→ **Exercise description**: Every line of the entries with the word "white" in it should be shown.

→ **Data items**:
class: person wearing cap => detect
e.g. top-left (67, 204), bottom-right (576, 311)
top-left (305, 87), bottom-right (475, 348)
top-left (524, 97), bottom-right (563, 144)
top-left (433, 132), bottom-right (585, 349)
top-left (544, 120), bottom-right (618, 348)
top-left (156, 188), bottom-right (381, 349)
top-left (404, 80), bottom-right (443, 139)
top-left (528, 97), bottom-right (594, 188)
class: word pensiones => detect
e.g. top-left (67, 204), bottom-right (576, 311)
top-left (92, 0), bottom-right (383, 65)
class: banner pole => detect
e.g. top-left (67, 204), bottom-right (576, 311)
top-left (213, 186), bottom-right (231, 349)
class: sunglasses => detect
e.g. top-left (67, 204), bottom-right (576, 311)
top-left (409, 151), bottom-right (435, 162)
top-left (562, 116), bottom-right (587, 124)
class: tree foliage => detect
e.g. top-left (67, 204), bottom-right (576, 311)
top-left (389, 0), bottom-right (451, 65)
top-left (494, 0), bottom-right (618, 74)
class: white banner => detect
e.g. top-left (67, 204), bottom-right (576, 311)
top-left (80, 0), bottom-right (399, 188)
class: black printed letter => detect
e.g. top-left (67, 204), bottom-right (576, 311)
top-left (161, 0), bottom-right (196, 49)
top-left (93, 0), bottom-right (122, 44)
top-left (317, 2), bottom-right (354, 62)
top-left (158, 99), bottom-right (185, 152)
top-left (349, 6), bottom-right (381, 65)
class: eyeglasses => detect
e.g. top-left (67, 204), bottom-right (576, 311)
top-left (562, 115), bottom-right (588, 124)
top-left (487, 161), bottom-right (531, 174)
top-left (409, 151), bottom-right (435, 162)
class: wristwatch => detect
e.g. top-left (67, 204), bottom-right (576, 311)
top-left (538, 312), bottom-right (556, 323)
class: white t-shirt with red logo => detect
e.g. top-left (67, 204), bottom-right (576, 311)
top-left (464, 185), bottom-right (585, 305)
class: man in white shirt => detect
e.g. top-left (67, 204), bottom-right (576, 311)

→ **Reply**:
class: white banner => detect
class: white t-shirt with red logo => detect
class: man in white shirt => detect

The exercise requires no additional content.